*What is required:* Scan the material for the word "wearing" and return every matching line.

Records provided below:

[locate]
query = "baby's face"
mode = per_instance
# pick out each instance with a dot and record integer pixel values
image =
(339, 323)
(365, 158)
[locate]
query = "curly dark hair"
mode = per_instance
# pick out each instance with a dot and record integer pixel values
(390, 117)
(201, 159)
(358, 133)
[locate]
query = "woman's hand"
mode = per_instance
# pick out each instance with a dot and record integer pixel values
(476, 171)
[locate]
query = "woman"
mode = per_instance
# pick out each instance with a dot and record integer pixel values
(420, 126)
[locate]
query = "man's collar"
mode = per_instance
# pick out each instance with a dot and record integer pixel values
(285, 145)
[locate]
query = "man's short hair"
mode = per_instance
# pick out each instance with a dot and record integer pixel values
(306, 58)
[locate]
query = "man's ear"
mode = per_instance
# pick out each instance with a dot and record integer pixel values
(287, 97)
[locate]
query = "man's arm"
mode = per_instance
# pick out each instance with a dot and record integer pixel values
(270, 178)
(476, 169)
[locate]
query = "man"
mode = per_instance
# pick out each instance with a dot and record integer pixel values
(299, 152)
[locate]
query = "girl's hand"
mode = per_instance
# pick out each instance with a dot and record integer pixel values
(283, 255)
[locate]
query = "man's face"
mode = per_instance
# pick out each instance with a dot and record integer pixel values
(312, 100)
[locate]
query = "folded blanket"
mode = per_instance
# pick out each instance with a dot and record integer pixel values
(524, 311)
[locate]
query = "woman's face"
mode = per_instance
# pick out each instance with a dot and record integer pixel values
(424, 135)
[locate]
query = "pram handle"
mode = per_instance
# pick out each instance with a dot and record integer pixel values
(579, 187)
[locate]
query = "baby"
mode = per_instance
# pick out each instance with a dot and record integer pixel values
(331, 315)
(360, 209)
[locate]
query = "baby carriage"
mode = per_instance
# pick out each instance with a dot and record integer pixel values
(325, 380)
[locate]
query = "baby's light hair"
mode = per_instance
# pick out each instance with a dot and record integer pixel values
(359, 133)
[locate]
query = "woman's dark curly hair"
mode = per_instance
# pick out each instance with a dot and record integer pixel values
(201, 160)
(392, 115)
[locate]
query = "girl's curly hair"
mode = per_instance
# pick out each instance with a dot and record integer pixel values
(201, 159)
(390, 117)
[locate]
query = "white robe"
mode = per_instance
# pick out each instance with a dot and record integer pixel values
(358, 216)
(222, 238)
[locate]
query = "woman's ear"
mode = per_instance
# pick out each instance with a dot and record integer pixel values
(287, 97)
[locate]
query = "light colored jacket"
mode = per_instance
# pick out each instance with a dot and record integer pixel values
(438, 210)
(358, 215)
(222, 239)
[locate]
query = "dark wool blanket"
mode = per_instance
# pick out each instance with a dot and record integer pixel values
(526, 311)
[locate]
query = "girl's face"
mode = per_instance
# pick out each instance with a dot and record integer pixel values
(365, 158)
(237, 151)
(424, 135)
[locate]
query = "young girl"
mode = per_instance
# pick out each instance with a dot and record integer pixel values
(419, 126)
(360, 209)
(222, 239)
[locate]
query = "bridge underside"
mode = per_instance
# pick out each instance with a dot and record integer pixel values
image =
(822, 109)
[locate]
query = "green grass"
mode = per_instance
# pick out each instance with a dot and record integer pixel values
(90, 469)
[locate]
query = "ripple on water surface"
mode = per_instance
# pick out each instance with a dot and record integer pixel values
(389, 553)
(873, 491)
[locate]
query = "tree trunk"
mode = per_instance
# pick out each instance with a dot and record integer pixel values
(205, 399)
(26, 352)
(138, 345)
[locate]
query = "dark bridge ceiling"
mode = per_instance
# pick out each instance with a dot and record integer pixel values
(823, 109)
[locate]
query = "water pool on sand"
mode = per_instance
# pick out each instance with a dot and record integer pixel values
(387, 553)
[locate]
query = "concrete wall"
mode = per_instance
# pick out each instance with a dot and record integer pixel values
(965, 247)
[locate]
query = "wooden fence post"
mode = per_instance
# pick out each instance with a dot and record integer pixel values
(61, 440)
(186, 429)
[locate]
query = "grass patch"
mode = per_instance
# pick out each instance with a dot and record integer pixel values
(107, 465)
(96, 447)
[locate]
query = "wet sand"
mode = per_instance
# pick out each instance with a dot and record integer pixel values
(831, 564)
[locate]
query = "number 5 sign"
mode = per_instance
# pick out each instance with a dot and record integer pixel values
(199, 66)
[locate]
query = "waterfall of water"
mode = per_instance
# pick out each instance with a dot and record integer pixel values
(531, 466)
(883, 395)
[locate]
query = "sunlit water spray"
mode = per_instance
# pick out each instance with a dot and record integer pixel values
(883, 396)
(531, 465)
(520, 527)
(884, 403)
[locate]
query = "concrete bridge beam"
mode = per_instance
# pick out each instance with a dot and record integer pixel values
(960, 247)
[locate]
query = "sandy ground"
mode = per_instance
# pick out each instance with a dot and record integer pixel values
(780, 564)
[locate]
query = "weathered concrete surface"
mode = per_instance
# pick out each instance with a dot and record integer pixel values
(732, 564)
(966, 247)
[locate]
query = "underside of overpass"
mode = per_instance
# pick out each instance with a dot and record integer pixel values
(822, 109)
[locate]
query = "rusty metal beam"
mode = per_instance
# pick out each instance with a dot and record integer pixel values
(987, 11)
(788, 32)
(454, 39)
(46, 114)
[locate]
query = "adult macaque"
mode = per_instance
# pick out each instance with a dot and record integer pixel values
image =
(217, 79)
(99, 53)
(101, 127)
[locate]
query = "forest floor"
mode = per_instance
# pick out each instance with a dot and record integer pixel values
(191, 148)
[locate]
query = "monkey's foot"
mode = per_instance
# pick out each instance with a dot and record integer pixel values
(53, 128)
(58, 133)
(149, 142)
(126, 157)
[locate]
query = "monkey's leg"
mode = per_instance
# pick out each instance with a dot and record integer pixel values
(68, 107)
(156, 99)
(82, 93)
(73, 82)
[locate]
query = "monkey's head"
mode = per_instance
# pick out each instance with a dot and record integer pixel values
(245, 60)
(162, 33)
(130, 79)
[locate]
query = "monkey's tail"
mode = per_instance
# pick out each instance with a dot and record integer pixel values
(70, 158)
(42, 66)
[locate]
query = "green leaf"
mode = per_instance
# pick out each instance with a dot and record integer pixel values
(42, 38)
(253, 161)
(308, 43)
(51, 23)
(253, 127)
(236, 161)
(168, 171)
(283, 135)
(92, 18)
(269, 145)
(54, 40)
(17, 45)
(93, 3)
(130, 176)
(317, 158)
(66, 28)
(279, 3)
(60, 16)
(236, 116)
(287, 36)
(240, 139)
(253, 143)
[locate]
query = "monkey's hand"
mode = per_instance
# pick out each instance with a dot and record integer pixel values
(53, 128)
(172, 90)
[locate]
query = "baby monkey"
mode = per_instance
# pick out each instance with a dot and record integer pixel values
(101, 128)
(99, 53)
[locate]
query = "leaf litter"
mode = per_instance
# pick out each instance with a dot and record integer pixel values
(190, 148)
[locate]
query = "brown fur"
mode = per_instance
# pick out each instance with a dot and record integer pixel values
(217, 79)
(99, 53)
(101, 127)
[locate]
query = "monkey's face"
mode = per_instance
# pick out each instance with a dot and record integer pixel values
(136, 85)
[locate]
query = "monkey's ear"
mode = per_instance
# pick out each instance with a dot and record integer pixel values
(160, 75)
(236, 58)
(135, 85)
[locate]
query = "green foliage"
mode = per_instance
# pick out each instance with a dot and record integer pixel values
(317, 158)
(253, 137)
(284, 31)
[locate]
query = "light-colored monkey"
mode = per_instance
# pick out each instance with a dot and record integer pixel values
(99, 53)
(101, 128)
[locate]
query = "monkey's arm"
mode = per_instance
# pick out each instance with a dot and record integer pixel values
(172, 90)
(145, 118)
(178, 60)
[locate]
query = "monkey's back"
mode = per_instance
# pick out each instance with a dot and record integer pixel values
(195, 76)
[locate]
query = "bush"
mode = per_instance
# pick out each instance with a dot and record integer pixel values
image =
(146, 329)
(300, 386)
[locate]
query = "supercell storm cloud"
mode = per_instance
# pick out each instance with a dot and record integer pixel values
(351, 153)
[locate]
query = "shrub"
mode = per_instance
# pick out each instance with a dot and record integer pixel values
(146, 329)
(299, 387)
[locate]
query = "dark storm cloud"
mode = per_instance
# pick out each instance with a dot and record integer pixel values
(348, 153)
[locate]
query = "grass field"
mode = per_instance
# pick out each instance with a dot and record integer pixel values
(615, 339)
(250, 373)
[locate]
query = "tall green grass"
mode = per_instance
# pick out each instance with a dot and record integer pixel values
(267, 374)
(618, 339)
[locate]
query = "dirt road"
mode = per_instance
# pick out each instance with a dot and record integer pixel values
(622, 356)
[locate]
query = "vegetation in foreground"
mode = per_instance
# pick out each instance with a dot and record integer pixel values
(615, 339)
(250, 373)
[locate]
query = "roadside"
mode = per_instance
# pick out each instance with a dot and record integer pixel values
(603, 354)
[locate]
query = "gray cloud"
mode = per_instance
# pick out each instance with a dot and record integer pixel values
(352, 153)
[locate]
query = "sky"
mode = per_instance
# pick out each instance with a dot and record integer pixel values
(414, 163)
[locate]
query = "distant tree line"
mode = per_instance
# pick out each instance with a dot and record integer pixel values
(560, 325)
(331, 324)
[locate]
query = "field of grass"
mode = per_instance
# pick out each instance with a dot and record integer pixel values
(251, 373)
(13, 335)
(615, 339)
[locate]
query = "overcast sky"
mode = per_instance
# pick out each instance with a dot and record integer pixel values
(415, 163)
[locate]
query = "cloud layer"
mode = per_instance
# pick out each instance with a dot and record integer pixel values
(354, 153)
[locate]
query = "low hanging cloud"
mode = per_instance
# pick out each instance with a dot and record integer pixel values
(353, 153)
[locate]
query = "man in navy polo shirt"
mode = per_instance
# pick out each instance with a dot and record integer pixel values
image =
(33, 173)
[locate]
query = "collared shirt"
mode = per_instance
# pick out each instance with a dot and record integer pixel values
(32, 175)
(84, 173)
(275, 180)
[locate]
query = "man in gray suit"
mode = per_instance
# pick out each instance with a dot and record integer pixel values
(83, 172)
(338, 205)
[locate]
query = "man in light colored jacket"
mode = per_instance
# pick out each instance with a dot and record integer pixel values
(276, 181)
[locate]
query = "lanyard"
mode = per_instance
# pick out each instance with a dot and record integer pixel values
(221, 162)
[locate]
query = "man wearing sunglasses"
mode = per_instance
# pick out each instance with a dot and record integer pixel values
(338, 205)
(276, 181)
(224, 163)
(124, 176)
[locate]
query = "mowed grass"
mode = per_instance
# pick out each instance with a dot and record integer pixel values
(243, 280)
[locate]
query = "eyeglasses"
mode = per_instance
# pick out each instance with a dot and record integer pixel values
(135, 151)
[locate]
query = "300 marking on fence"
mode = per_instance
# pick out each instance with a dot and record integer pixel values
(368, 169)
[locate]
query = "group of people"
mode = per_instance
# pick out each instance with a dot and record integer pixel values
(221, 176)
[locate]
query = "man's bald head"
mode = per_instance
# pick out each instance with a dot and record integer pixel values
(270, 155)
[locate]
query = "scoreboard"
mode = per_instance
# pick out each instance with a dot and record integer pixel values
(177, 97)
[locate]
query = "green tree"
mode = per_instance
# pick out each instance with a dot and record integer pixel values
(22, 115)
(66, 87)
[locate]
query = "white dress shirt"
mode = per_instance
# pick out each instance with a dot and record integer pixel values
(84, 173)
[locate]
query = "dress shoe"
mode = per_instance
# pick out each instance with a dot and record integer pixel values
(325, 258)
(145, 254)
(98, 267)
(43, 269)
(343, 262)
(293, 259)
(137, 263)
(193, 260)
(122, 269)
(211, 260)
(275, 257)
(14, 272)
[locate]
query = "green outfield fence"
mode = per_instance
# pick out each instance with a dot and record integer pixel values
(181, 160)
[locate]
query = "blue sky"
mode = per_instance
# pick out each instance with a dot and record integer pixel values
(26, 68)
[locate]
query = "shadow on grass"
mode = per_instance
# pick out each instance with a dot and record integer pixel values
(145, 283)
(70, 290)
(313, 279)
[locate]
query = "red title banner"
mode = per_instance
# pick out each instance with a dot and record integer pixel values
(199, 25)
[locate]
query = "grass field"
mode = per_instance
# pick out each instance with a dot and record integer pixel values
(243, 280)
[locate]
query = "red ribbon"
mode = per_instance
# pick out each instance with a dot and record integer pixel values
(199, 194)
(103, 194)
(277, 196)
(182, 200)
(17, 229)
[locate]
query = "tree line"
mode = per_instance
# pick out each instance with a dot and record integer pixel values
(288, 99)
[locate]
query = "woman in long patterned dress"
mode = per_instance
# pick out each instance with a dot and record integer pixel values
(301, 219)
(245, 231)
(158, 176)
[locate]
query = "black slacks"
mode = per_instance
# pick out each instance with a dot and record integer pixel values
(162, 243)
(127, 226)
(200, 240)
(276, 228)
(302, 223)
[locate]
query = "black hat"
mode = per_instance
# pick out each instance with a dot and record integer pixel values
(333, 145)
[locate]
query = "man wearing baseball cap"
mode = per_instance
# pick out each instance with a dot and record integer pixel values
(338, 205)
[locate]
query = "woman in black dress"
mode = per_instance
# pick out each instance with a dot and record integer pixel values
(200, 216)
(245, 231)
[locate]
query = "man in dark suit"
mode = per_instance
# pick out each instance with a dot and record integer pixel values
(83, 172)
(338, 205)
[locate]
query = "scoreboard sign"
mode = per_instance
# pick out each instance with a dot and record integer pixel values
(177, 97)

End of Records provided.

*Finished task:*
query = "man wearing sunglasses"
query = "man wearing baseball cap"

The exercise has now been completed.